-- BEGIN Exercise data --

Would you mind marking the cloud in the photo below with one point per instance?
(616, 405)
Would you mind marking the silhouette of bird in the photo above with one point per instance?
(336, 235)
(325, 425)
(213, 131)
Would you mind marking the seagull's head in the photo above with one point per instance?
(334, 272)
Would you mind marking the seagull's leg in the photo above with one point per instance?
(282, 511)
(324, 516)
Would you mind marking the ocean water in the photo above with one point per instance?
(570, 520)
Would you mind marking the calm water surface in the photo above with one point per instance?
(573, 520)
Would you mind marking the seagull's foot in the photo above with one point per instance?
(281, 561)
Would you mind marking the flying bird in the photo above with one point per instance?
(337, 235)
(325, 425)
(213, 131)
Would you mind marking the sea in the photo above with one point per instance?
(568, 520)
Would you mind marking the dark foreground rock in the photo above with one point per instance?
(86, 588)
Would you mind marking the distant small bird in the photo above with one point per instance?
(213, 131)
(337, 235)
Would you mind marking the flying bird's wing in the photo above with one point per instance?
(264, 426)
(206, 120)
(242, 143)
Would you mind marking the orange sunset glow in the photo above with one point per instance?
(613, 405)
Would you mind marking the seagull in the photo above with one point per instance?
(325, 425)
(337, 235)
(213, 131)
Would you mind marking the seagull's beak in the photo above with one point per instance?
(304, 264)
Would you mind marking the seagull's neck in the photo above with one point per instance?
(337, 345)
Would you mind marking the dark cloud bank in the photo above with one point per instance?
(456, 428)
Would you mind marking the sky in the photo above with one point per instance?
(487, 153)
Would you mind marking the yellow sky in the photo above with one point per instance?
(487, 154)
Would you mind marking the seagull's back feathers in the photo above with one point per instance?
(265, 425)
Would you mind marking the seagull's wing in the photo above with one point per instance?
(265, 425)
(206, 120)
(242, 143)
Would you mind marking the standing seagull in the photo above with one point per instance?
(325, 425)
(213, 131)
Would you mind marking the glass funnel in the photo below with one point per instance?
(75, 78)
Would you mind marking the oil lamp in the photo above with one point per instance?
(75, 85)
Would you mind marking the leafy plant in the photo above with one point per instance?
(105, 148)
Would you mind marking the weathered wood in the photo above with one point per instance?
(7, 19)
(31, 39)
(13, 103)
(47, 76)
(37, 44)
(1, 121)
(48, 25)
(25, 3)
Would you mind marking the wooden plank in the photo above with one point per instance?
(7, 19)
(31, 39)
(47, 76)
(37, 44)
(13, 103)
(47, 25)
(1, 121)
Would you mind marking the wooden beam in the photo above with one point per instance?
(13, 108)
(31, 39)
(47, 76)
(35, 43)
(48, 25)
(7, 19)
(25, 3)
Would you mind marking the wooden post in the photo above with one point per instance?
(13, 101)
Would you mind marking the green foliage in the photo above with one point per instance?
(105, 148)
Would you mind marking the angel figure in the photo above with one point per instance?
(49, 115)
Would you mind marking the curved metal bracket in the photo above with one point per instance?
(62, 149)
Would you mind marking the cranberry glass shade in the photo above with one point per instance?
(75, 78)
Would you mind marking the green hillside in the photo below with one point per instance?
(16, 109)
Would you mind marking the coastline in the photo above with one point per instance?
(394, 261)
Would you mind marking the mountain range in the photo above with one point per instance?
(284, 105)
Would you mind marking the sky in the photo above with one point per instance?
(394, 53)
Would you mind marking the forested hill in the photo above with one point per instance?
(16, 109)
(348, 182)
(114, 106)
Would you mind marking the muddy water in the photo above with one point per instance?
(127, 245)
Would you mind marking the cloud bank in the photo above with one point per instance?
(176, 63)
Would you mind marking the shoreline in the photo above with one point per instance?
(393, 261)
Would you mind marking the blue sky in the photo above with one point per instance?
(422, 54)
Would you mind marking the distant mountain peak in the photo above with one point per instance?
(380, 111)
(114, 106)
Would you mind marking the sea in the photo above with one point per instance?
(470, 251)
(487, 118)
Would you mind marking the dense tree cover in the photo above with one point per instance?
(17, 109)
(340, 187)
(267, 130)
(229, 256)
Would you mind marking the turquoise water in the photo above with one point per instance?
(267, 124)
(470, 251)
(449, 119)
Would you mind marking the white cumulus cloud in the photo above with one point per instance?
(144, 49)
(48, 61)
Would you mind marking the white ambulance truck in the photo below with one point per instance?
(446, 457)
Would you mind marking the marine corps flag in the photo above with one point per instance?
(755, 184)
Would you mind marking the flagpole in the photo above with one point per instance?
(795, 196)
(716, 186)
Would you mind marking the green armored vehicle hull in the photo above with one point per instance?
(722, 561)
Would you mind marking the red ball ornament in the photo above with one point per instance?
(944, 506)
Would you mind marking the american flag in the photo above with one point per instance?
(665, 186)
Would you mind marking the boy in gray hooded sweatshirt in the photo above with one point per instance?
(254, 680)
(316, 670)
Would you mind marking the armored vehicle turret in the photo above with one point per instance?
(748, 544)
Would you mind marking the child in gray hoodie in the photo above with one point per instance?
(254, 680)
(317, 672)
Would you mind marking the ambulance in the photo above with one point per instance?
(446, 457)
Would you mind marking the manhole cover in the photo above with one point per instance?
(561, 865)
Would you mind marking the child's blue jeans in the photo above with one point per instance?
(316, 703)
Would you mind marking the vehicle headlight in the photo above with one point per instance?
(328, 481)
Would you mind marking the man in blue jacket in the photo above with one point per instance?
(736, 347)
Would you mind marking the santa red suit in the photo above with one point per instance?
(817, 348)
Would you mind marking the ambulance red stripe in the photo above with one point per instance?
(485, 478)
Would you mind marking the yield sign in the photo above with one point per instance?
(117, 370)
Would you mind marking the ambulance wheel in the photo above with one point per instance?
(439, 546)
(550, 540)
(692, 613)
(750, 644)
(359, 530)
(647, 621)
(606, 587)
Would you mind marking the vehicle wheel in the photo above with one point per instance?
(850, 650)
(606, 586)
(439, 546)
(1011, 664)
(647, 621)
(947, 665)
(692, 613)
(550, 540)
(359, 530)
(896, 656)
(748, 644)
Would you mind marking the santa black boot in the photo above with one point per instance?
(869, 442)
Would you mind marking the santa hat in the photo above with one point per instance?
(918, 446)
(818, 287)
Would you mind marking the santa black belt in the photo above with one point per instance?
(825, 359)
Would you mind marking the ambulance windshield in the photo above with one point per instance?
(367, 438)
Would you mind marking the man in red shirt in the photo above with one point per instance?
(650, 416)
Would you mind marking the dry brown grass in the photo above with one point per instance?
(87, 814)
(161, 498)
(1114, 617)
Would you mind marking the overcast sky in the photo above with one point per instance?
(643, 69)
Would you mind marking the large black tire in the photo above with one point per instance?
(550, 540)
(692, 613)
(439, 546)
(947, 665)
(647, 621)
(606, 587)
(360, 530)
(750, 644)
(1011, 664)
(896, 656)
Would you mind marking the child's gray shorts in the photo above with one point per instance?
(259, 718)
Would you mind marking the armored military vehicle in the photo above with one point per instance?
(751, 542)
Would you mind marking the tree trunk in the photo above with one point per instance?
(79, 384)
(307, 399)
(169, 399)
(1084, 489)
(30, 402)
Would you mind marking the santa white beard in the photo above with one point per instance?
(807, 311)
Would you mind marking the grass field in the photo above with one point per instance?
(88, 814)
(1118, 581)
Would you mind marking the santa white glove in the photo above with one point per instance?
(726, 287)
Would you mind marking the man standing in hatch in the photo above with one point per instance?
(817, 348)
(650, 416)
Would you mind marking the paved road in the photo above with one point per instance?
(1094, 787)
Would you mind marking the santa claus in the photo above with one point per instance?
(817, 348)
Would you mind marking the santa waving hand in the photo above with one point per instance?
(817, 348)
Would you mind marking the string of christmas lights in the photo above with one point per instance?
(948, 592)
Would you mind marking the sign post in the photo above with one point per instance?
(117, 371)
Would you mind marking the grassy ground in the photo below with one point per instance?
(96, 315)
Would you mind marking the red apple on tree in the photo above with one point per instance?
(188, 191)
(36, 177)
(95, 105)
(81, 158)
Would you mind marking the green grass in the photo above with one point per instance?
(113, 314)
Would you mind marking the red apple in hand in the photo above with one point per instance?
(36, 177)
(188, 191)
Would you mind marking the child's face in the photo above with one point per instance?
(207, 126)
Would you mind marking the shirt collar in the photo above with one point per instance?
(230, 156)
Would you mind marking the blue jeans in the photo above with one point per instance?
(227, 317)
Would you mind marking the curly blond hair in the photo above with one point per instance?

-- END Exercise data --

Challenge: Take the line with "Would you mind marking the sign" and all lines after it to the last line, and reproduce them exactly.

Reply to the exercise:
Would you mind marking the sign post in the photo above with one point per instance?
(117, 371)
Would you mind marking the grassy ground in the photo below with one point per instance?
(96, 315)
Would you mind marking the red apple on tree in the photo above with one point per instance?
(188, 191)
(36, 177)
(95, 105)
(81, 158)
Would you mind marking the green grass in the photo above with one point per instance?
(113, 314)
Would you mind marking the red apple in hand in the photo above with one point per instance?
(36, 177)
(188, 191)
Would you mind marking the child's face in the photo above with one point per instance?
(207, 126)
Would you mind marking the shirt collar in the photo above with one point per instance?
(230, 156)
Would you mind marking the blue jeans in the photo above with one point per instance?
(227, 317)
Would you mind marking the curly blond hair in the photo above with one point per instance?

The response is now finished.